EXERCISE AIM: Output each line of the material below as a JSON list of strings, one string per line, omitting blank lines.

Point annotation dataset records:
——————

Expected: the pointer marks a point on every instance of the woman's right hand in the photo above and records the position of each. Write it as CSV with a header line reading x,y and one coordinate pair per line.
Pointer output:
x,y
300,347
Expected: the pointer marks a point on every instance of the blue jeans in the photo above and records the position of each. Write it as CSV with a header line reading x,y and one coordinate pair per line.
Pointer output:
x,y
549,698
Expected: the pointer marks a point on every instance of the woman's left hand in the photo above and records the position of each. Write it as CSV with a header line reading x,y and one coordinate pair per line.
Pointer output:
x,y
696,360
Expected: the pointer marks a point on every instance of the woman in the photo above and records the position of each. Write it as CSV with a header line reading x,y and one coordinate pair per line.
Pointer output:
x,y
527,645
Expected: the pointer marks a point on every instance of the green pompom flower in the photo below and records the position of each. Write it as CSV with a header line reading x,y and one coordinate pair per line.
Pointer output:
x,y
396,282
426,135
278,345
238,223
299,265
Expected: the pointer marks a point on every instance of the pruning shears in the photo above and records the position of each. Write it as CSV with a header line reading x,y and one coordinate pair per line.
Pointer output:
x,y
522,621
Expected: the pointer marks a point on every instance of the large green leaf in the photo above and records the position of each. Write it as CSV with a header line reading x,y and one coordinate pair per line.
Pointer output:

——————

RESPONSE BELOW:
[
  "Expected: the pointer marks a point on every instance of the woman's right hand in the photo above and records the position of each. Write it as CSV with a header line reading x,y and one coordinate pair per line.",
  "Pointer output:",
  "x,y",
  "300,347",
  "Expected: the pointer marks a point on every instance of the blue jeans in the photo above and records the position of each. Write it as CSV with a header line reading x,y and one coordinate pair per line.",
  "Pointer output:",
  "x,y",
  "549,698",
  "Expected: the pointer marks a point on every instance of the woman's left hand in the photo above and records the position of each. Write it as CSV with a header line reading x,y and one coordinate pair per line.",
  "Pointer output:",
  "x,y",
  "696,360",
  "Expected: the pointer marks a point on every instance of the woman in the photo above and records the position of each. Write it as CSV with a header line reading x,y and one coordinate pair per line.",
  "Pointer output:",
  "x,y",
  "527,645",
  "Expected: the pointer marks a point on every instance of the green pompom flower in the photo below and records the position of each. Write it as CSV with a header line reading x,y and one coordinate pair per line.",
  "Pointer output:",
  "x,y",
  "396,282",
  "426,135",
  "278,345",
  "238,223",
  "299,265",
  "Expected: the pointer marks a point on every instance of the pruning shears in the photo above and records the position of each. Write it as CSV with a header line reading x,y and one coordinate pair per line.",
  "Pointer output:",
  "x,y",
  "522,621",
  "Expected: the pointer marks a point on every instance of the large green leaf in the photo above and records the position of each. Write it as CSV with a header line reading x,y and one coordinate pair per line.",
  "Pointer output:"
]